Reading text:

☆ ☆ ☆ ☆ ☆ ☆ ☆

Delivery of this Letter of Transmittal and
Notes.
This Letter of Transmittal is to be
completed by holders of Outstanding Notes if certificates
representing such notes are to be forwarded herewith, or, unless
an agents message is utilized, if delivery of such
certificates is to be made by book-entry transfer to the account
maintained by Euroclear or Clearstream, pursuant to the
procedures set forth in the Prospectus under The Exchange
Offer Procedures for Tendering. For a holder
to properly tender notes pursuant to the exchange offer, a
properly completed and duly executed Letter of Transmittal (or a
manually signed facsimile thereof), together with any signature
guarantees and any other documents required by these
Instructions, or a properly transmitted agents message in
the case of a book entry transfer, must be received by the
Exchange Agent at its address set forth herein on or prior to
the expiration date, and either (1) certificates
representing such notes must be received by the exchange agent
at its address, or (2) such notes must be transferred
pursuant to the procedures for book-entry transfer described in
the Prospectus under The Exchange Offer
Book-Entry Transfer and a book-entry confirmation must be
received by the exchange agent on or prior to the expiration
date. A holder who desires to tender notes and who cannot comply
with procedures set forth herein for tender on a timely basis or
whose notes are not immediately available must comply with the
guaranteed delivery procedures discussed below.

☆ ☆ ☆ ☆ ☆ ☆ ☆

Given instruction:
Write the next part of the Letter of Transmittal instructions, picking up right after their last sentence.

[Object point labels]
☆ ☆ ☆ ☆ ☆ ☆ ☆

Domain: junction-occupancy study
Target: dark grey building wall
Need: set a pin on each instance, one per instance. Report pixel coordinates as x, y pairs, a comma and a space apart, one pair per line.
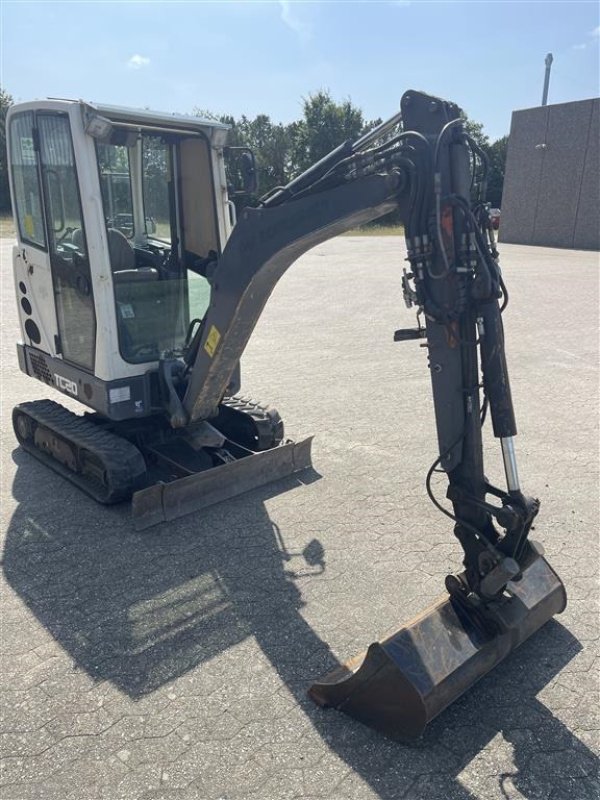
551, 190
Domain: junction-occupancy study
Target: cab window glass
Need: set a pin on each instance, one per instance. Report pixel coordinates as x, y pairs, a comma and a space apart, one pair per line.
68, 250
157, 190
115, 184
25, 174
62, 194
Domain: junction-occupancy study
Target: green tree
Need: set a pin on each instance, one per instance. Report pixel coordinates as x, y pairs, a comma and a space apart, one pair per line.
6, 102
325, 125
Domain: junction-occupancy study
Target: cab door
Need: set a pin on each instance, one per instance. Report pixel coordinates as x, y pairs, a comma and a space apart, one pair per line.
67, 246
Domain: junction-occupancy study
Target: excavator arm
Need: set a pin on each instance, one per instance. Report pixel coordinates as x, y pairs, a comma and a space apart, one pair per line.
435, 174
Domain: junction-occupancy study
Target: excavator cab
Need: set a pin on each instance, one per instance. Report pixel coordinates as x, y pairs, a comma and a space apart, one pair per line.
122, 215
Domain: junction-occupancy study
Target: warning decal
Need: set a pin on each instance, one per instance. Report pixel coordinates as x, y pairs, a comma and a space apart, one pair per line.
212, 341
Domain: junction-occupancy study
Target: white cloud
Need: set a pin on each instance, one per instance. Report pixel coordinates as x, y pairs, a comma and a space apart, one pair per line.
137, 61
288, 17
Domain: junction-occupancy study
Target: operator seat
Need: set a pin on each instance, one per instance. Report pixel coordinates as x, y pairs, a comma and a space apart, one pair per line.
122, 260
122, 257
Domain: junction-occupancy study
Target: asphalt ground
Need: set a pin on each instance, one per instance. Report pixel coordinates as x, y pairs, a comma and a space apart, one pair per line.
174, 663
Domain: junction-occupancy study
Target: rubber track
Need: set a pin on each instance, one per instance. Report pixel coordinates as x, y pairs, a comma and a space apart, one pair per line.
267, 422
123, 463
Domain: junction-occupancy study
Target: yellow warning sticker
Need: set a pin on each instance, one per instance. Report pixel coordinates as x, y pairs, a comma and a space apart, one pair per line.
212, 341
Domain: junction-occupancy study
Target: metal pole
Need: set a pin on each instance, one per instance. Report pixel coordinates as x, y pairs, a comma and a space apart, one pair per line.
548, 62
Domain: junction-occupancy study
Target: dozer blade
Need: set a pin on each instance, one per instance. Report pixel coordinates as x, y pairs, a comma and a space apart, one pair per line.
167, 501
407, 679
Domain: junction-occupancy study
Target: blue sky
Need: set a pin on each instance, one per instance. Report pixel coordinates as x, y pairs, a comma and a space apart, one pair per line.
253, 57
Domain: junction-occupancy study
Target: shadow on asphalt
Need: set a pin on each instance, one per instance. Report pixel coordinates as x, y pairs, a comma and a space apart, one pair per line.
142, 609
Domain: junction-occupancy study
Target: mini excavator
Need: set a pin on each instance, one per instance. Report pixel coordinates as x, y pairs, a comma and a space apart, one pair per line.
138, 290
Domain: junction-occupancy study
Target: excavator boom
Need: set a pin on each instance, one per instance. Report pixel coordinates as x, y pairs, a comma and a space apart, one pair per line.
507, 590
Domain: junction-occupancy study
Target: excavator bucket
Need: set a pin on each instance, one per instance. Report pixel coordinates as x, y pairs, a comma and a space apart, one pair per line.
168, 501
408, 678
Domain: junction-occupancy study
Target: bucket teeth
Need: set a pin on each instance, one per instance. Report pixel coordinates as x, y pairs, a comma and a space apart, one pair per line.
407, 679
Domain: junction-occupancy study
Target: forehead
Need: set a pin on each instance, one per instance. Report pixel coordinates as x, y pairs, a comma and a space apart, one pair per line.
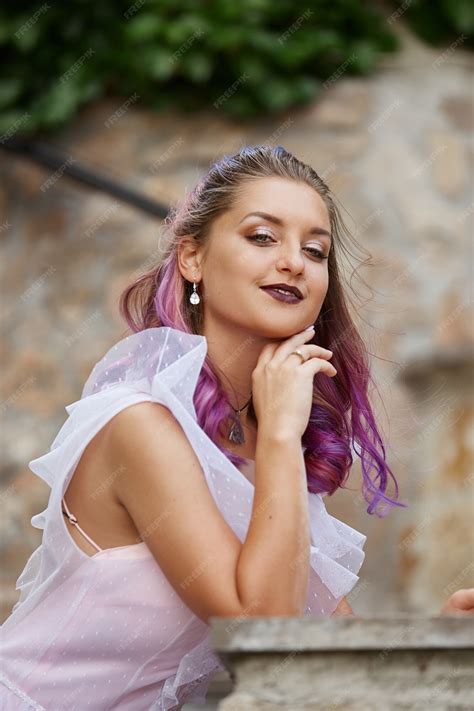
295, 203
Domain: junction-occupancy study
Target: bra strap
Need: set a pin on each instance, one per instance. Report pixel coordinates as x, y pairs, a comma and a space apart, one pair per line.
73, 520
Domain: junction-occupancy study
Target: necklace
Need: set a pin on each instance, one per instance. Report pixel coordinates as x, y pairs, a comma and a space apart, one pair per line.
236, 433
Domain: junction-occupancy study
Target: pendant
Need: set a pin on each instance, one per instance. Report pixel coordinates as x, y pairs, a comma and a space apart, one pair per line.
236, 433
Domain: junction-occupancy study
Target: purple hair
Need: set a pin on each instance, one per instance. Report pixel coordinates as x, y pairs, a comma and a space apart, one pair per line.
341, 415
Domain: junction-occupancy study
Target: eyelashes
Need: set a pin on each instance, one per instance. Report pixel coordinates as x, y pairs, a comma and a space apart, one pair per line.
316, 252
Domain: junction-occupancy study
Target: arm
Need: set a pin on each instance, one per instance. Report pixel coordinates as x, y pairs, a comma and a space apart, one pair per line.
274, 563
165, 492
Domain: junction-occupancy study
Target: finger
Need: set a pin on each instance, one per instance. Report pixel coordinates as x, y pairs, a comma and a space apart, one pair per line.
270, 349
319, 365
299, 341
463, 599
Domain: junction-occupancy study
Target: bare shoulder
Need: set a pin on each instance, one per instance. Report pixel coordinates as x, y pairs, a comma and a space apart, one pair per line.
164, 489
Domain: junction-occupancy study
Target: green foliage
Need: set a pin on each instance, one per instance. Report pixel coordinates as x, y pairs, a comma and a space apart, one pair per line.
244, 58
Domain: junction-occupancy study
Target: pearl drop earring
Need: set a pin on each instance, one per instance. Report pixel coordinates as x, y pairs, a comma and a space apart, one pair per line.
194, 298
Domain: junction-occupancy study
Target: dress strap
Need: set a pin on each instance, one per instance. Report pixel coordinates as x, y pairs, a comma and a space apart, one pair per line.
73, 520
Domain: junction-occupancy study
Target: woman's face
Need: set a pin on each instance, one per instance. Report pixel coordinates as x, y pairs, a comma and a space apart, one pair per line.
245, 252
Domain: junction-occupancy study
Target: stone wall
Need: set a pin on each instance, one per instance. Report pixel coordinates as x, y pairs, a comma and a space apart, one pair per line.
397, 151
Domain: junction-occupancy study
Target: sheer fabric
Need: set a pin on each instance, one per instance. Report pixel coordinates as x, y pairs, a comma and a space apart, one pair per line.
108, 631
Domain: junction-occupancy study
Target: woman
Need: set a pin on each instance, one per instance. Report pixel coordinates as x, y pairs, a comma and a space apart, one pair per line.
188, 481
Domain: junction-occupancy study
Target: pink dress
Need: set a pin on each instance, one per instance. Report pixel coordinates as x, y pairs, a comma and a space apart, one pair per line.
108, 631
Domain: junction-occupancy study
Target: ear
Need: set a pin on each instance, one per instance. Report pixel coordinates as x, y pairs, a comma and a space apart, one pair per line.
189, 256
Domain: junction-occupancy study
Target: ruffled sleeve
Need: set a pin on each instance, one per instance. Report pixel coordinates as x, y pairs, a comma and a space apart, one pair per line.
336, 558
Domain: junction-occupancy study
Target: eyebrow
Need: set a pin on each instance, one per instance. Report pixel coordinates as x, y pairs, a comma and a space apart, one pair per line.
277, 221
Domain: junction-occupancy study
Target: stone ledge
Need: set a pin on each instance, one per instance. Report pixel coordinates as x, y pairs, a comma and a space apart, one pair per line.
351, 663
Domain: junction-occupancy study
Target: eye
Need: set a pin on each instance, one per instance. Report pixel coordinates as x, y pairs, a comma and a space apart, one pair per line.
254, 238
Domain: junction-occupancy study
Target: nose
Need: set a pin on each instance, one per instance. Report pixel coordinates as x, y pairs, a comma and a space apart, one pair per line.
290, 259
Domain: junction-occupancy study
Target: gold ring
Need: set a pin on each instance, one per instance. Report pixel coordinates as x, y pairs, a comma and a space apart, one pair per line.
298, 352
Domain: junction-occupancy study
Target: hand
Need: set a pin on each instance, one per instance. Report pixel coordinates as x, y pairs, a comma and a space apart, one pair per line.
461, 602
282, 385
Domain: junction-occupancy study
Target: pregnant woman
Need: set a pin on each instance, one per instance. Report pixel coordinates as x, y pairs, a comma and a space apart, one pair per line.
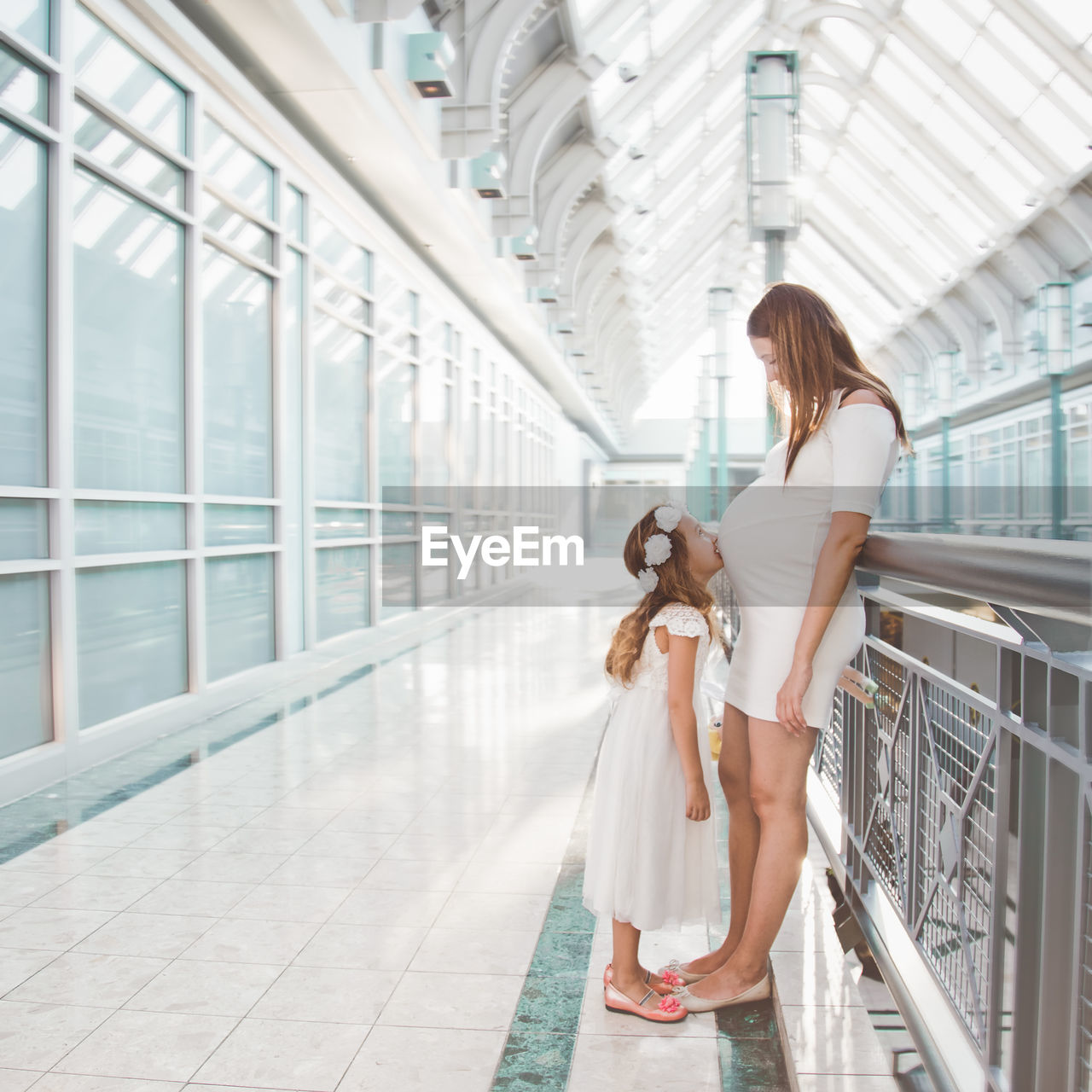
790, 542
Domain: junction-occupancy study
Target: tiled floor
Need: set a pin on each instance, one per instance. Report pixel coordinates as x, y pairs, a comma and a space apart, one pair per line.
377, 890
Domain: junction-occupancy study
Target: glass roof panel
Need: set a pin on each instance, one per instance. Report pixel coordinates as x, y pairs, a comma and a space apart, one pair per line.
938, 20
1001, 78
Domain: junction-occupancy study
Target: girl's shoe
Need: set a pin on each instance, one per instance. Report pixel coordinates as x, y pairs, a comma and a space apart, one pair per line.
757, 993
667, 1011
676, 967
661, 987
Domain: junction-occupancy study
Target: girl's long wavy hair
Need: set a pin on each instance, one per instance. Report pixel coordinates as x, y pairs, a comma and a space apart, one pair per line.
676, 585
815, 357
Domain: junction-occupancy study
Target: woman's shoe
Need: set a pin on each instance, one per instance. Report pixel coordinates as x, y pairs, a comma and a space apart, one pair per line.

☆ ☆ ☆ ☆ ☆ ☆ ☆

Output for this task:
The method of delivery of this Letter of Transmittal, the
Outstanding Notes and all other required documents to the
Exchange Agent is at the election and sole risk of the holder.
Instead of delivery by mail, holders should use an overnight or
hand delivery service. In all cases, holders should allow for
sufficient time to ensure delivery to the Exchange Agent prior
to the expiration of the exchange offer. Holders may request
their broker, dealer, commercial bank, trust company or nominee
to effect these transactions for such holder. Holders should not
send any Note, Letter of Transmittal or other required document
to Televisa.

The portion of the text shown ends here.